DATOS MOSTRADOS —

== == ==

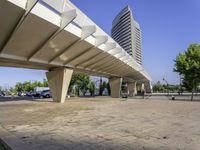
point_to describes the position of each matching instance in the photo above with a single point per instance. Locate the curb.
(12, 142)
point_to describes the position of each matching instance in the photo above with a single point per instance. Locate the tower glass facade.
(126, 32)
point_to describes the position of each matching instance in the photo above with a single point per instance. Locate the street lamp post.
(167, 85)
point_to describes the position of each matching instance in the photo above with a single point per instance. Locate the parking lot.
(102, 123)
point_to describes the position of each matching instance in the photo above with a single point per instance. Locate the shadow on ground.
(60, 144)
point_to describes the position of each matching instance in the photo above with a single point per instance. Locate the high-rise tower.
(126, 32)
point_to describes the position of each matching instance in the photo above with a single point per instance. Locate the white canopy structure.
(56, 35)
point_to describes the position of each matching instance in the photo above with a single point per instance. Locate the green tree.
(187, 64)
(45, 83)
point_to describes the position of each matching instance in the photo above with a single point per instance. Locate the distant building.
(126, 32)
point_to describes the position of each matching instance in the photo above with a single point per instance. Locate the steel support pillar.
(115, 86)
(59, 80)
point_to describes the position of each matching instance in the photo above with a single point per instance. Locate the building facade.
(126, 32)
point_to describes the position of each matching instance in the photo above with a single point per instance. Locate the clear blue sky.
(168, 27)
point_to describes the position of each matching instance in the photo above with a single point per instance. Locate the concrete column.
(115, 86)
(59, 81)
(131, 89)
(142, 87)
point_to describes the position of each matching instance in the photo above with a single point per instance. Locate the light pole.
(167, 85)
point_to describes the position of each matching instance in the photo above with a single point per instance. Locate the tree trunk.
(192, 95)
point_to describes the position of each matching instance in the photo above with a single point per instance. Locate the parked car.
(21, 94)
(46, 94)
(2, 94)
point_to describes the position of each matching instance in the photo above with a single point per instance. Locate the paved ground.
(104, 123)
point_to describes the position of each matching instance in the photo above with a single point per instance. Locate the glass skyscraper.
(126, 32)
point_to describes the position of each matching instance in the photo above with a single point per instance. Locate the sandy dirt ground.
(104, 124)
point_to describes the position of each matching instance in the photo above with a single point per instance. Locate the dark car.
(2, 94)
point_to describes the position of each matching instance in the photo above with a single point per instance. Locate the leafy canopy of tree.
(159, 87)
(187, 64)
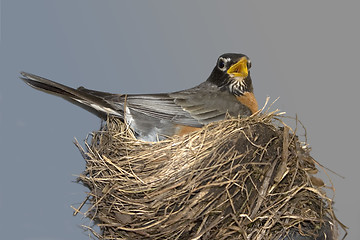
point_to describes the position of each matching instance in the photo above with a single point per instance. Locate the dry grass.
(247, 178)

== == ==

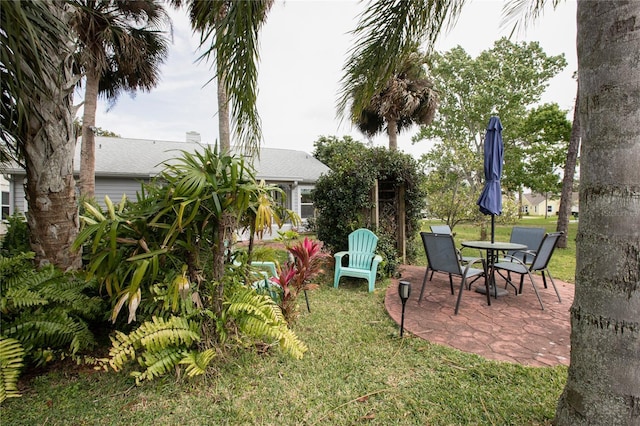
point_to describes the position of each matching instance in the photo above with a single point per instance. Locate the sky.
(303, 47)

== == ==

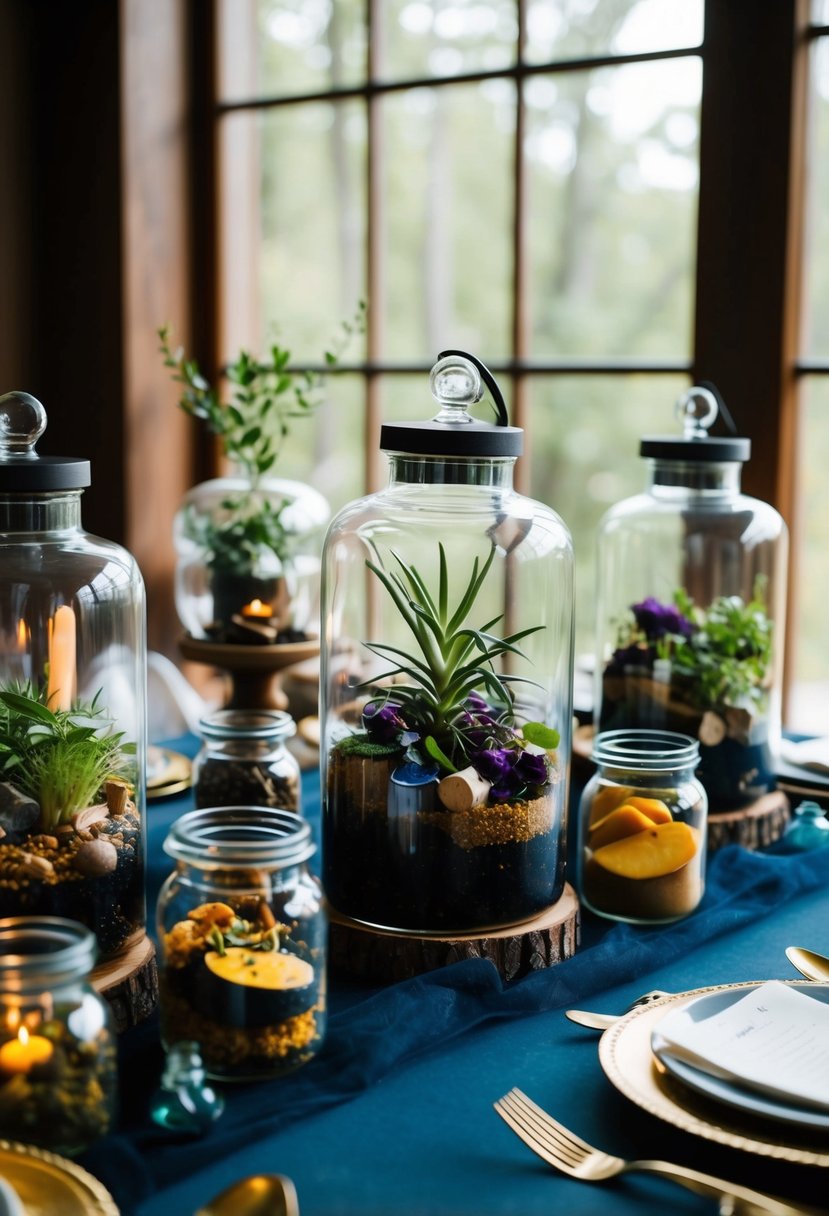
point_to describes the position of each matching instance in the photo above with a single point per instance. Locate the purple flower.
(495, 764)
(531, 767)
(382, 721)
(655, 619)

== == ==

INSTRUCCIONES — Busca en los datos anteriores cada línea en la que aparezca la palabra "canopy" y cópiala completa.

RESPUESTA CORRECTA —
point_to describes the position of each matching instance in the photo above with a single point per instance. Locate the white canopy structure.
point_to describes the position of each matching instance in the photo above with a single point per instance. Locate the leafy canopy of tree.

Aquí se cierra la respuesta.